"""

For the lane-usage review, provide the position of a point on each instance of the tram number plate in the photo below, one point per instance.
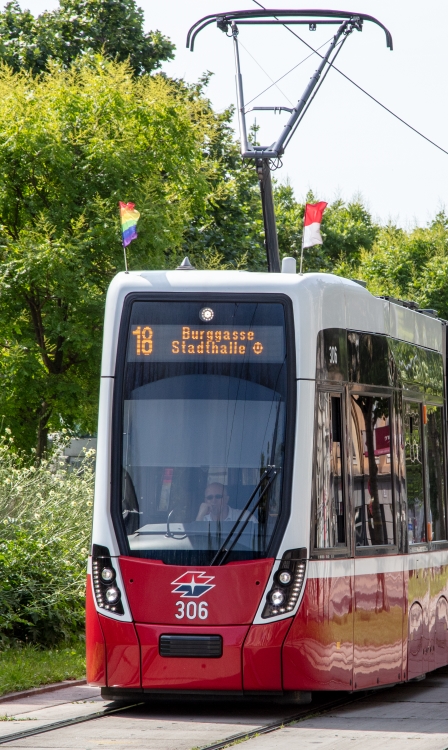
(191, 610)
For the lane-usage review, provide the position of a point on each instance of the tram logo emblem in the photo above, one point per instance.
(193, 584)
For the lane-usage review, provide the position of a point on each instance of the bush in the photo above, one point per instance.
(46, 512)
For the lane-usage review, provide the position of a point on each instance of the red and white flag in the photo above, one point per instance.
(311, 224)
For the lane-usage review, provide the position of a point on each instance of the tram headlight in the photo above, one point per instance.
(106, 592)
(285, 577)
(107, 575)
(112, 595)
(277, 597)
(287, 586)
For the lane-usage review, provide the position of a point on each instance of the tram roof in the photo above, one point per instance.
(319, 301)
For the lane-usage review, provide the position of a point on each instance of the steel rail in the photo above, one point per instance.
(280, 723)
(220, 745)
(63, 723)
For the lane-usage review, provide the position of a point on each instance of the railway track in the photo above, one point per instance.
(318, 709)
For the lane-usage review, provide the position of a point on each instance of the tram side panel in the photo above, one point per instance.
(318, 650)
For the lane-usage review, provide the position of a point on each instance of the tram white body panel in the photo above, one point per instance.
(320, 301)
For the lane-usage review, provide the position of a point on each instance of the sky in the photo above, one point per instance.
(346, 146)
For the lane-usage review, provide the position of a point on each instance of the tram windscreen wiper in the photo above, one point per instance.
(221, 556)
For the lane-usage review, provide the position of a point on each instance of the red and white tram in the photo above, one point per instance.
(270, 508)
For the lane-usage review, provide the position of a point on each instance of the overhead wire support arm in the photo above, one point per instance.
(268, 157)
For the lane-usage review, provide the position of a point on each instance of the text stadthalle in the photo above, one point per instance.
(214, 341)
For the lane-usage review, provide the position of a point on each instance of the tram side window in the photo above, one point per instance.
(372, 470)
(329, 492)
(414, 473)
(436, 478)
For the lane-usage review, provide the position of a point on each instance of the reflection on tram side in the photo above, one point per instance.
(273, 520)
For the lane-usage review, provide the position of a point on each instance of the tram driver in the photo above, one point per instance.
(216, 505)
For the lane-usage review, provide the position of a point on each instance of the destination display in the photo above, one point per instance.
(179, 343)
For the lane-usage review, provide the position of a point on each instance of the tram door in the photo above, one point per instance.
(378, 580)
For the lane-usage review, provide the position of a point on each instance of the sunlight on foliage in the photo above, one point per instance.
(46, 512)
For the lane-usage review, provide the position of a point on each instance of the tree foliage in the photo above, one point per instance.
(80, 27)
(410, 265)
(347, 229)
(73, 143)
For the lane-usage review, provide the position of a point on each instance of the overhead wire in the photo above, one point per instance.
(287, 73)
(274, 83)
(397, 117)
(305, 110)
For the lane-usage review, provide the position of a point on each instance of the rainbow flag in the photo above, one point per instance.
(129, 218)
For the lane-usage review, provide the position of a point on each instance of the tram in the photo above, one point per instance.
(270, 514)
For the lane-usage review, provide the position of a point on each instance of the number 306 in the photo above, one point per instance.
(192, 610)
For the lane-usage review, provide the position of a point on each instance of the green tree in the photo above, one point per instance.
(409, 264)
(80, 27)
(72, 143)
(347, 229)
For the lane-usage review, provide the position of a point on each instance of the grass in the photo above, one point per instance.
(27, 667)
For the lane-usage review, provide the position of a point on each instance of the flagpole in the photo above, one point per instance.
(122, 242)
(303, 240)
(125, 259)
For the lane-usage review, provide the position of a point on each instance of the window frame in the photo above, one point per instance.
(343, 551)
(116, 420)
(378, 549)
(442, 543)
(418, 399)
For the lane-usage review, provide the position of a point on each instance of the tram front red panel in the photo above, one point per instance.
(232, 594)
(159, 672)
(95, 646)
(262, 655)
(123, 653)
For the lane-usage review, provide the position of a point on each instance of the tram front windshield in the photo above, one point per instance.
(203, 417)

"""

* Requirement: Give back all entries exactly. No pictures belong in the copy.

* Complete answer:
For the lane-usage review, provide the position of a point on each instance of the tram number plate in the photo below, one point per instance.
(191, 610)
For the lane-usage review, provide the position of a point on each instance of the tram logo emblem in the photo above, one point per instance.
(193, 584)
For the lane-usage review, provide the position of a point on each instance of the bush in the photo above, one point per instance.
(46, 512)
For the lane-usage review, provide the position of a point on each instance of the red and white flag in the photo above, one point per instance.
(311, 224)
For the lane-usage review, provide the position of a point on each instance of the tram headlight in the photo above, one point per instance.
(106, 592)
(285, 577)
(107, 575)
(112, 595)
(277, 597)
(287, 586)
For the lane-usage review, provide the position of a point on each instance of the tram roof in the photo above, one point per instance.
(319, 301)
For the lane-usage review, provide the position of a point on each instance of the steel rail in the photo above, one point per instance.
(280, 723)
(220, 745)
(63, 723)
For the lane-usage review, provide the position of a point on each instance of the railway track in the photo above, one point per instance.
(318, 709)
For the lane-usage review, provide the position of a point on each instance of the tram side panel in the photo above, one point per instance.
(318, 650)
For the lane-usage review, provide the position of a point on each instance of the tram white body panel in the photo above, one point per instance.
(320, 301)
For the lane-usage review, provide the position of a point on each instance of the sky in the photo above, one point per instance.
(346, 146)
For the lane-usage review, provide the position of a point on each instance of the tram windscreen wiper in the photo above, one point per instance.
(221, 556)
For the lane-usage review, provide the position of a point on each instance of the red and white tram in the photo above, one point per instance.
(270, 508)
For the lane-usage review, provide the position of a point on each instance of the overhead wire support arm in the photo above, one point per instance.
(268, 157)
For the lane-usage review, provide the position of a point on each instance of the text stadthalle in the photo above, one point per instance.
(214, 341)
For the lane-usage review, provide the position of a point on each instance of the tram side window in the photo above, one point per instance.
(372, 470)
(329, 492)
(414, 473)
(436, 478)
For the lane-usage review, provide the position of a point on each instance of the reflection on tram side in the photo above, one point per instance.
(273, 520)
For the lane-usage review, provide the position of a point on each instance of the tram driver in the photo above, one point per instance.
(216, 505)
For the lane-usage review, provide the position of a point on each instance of the destination display in the photo above, one point per instance.
(179, 343)
For the lane-usage review, provide the position of a point on each instance of the tram door in the photo above, one point per instance.
(378, 580)
For the lane-usage review, provide the position of a point on each instance of the sunlight on foliage in the photo above, one point per instance.
(46, 512)
For the lane-usage review, provide the position of a point on each instance of the tree foliage in the photo above, one point per instance.
(80, 27)
(410, 265)
(347, 229)
(73, 143)
For the lane-usage review, provide the position of a point on each instance of the overhead wire in the photo above, one point per instance.
(287, 73)
(274, 83)
(397, 117)
(305, 110)
For the lane-usage review, provide the position of a point on each instance of the rainbow flag in the photo above, one point per instance.
(129, 218)
For the lane-usage review, provide the position of a point on each instance of the tram in the photo above, one point per instance.
(270, 514)
For the lane-usage review, provide the position of a point on each instance of the number 306 in the photo above, one point per instance.
(192, 610)
For the lane-usage review, provide the position of a point on each instance of the green tree in the photo above, one point per instance.
(409, 264)
(80, 27)
(72, 143)
(347, 229)
For the lane-usage review, provide the position of a point on each instance of the grass in the photo above, one point per instance.
(27, 667)
For the lane-usage review, provide the position of a point on each instance of the flagpole in the photo above, one point per instance.
(122, 242)
(303, 240)
(125, 259)
For the lane-usage review, provide the position of a point on each instance of the window frame in the photo above, one point per instance.
(343, 551)
(116, 420)
(378, 549)
(442, 543)
(418, 399)
For the lane-usage review, provide the position of a point on each instance of the tram front red panel in the photo above, one point per instance.
(232, 594)
(159, 672)
(95, 646)
(262, 655)
(123, 653)
For the lane-usage review, provide the position of a point on each instance of the tram front windshield in the photo above, one point per instance.
(203, 417)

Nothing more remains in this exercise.